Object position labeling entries
####

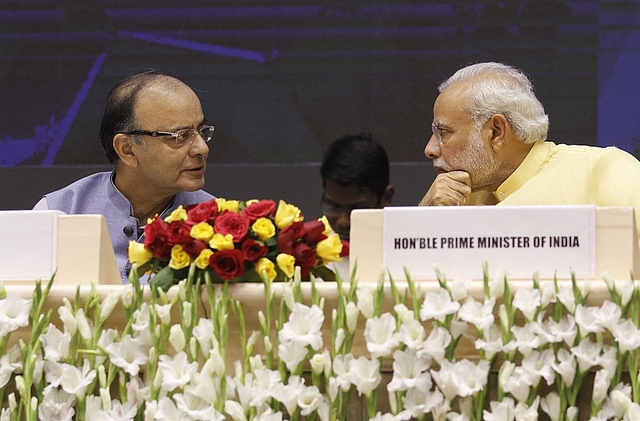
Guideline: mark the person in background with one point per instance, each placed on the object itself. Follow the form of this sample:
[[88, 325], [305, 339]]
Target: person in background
[[488, 147], [355, 175], [155, 134]]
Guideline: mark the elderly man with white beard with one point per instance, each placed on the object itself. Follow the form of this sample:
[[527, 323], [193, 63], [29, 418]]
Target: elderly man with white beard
[[489, 147]]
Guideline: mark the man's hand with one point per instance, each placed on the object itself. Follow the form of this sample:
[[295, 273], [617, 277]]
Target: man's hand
[[448, 189]]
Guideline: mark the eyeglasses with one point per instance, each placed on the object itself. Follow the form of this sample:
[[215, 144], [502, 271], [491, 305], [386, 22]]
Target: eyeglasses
[[437, 128], [182, 137]]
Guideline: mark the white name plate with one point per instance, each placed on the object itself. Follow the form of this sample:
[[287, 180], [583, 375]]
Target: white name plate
[[28, 245], [520, 239]]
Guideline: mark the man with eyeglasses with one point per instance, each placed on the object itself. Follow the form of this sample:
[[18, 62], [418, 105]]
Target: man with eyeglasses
[[154, 132], [488, 146]]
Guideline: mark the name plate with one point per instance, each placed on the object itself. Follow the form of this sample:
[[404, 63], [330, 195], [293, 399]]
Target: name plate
[[28, 245], [519, 239]]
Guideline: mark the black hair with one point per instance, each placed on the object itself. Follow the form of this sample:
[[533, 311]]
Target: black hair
[[119, 113], [357, 159]]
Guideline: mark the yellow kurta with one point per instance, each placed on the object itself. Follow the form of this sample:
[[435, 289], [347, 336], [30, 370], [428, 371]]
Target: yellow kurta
[[570, 175]]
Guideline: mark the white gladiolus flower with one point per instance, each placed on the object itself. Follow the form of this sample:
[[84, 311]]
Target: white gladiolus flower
[[309, 400], [409, 371], [55, 343], [304, 326], [288, 393], [168, 411], [527, 413], [438, 305], [550, 404], [10, 363], [565, 330], [234, 410], [601, 383], [626, 335], [588, 320], [141, 318], [14, 313], [364, 296], [75, 381], [547, 293], [492, 342], [459, 287], [196, 408], [478, 314], [403, 312], [462, 378], [436, 344], [380, 334], [539, 364], [56, 405], [176, 338], [525, 339], [203, 332], [176, 370], [500, 411], [352, 312], [527, 301], [292, 353], [365, 374], [566, 365], [163, 312], [128, 354], [321, 362], [567, 298], [412, 334], [587, 353], [68, 319]]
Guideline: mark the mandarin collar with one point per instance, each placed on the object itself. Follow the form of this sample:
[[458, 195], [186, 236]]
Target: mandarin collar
[[529, 166]]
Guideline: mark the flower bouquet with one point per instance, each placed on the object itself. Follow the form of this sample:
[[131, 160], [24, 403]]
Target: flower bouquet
[[236, 241]]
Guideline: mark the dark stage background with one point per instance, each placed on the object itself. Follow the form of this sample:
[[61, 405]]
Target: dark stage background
[[281, 79]]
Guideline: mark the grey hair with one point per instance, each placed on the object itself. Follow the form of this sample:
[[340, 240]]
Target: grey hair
[[497, 88]]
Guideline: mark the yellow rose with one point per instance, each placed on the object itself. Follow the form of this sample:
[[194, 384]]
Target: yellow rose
[[267, 266], [264, 228], [230, 205], [202, 261], [221, 242], [202, 231], [329, 249], [138, 254], [286, 263], [327, 226], [178, 214], [179, 258], [287, 214]]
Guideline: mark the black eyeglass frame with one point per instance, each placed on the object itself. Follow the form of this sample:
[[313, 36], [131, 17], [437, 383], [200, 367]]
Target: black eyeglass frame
[[202, 131]]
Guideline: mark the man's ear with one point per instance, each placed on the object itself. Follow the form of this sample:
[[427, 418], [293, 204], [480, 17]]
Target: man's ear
[[123, 145], [387, 196], [499, 127]]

####

§ **REQUEST**
Your task is to set down the records shown above exactly, minus any pictures.

§ **COMPLETE ANSWER**
Guideline: mark the person in background with one point per instance, each placed on the object itself. Follow the form of this sample:
[[88, 325], [305, 339]]
Target: person in background
[[488, 147], [355, 175], [155, 134]]
Guideline: mark the elderly man with white beard with one point per instance, each placed on the object itself. Follow the form of this sample:
[[527, 323], [193, 63], [29, 418]]
Target: elderly man with white beard
[[489, 147]]
Guideline: mark the man's hand with one point per instance, each placed on the object itself. Follow the form of this sample:
[[295, 273], [617, 277]]
Target: man's hand
[[448, 189]]
Guideline: mark the eyeglasses with one point per instance, each placed on the object itself. Follow the form of this sample:
[[215, 144], [502, 271], [491, 305], [386, 22]]
Target: eyeglasses
[[437, 128], [182, 137]]
Guideline: mark the white name plate with one point per instance, each placed on the object itself. Follow the form of this sample:
[[287, 180], [583, 375]]
Target: white name plate
[[28, 245], [520, 239]]
Guideline: mark the man with eyeglasses with one point per instance, each placed on the object itself. Follow the form of this sample:
[[18, 62], [418, 105]]
Target: man with eyeglasses
[[154, 132], [488, 146]]
Guideline: mark the name plate with one point per instance, each placed on the object itself. Follow the form of this sample:
[[404, 63], [330, 195], [293, 399]]
Target: name plate
[[28, 245], [519, 239]]
Guideline: mark the black hair with one point per instance, each placed on the object itself. Follow the form of this sample:
[[533, 311]]
Target: black hair
[[119, 113], [357, 159]]
Guideline: mark the yellow kurta with one point per instance, each placed on the object itself. Follow the form of this sample:
[[435, 289], [347, 336], [30, 370], [428, 371]]
Target: yellow kurta
[[570, 175]]
Guideline: mark the white gladiolus flower with one point per instance, each placed on the object itself. Follow the form of this sample:
[[84, 311]]
Target: white gladiolus flower
[[309, 400], [409, 371], [55, 343], [304, 326], [288, 393], [168, 411], [527, 413], [438, 305], [550, 404], [10, 363], [565, 330], [234, 410], [601, 383], [626, 335], [588, 320], [141, 318], [14, 313], [364, 296], [75, 381], [547, 293], [492, 342], [459, 287], [196, 408], [478, 314], [403, 312], [462, 378], [436, 344], [380, 334], [539, 364], [56, 405], [176, 338], [525, 339], [203, 332], [176, 370], [500, 411], [352, 312], [527, 301], [292, 353], [365, 374], [566, 365], [163, 312], [128, 354], [321, 362], [567, 298], [412, 334], [587, 353], [68, 319]]
Guideline: mark the mandarin collar with one point per instance, each placed on the object itself. Follow the form of this sample:
[[458, 195], [186, 236]]
Target: mandarin collar
[[529, 166]]
Guideline: mark the flower bouquet with one point per instance, each placed on the object itself. Follow the form of this sample:
[[131, 160], [24, 403]]
Target: flower bouquet
[[236, 241]]
Guideline: mark the dark stage background with one point per instance, each placed on the object itself. Follow the form of this sample:
[[61, 405]]
Target: dark stage background
[[281, 79]]
Guideline: mark the grey hair with one point per instance, each placed on the object itself. Follow the form of this sample:
[[340, 240]]
Target: grey hair
[[497, 88]]
Guideline: mark the yellow rose with one point per instance, each placed on the object itself. Follow the form of this sample:
[[194, 384]]
Target: yellow rose
[[267, 266], [264, 228], [230, 205], [202, 261], [221, 242], [202, 231], [329, 249], [138, 254], [286, 263], [327, 226], [178, 214], [179, 258], [287, 214]]
Guideline: mark the black eyeglass frame with one point per instance, each placed on the object itself. Follow the form of this sample:
[[313, 36], [131, 17], [437, 383], [200, 367]]
Target: black eyeglass frame
[[202, 131]]
Guideline: mark the man's ear with one point per instance, each placed on the object itself. Follow the form of this sample:
[[427, 418], [293, 204], [480, 17]]
Target: man's ear
[[123, 145], [387, 196], [499, 127]]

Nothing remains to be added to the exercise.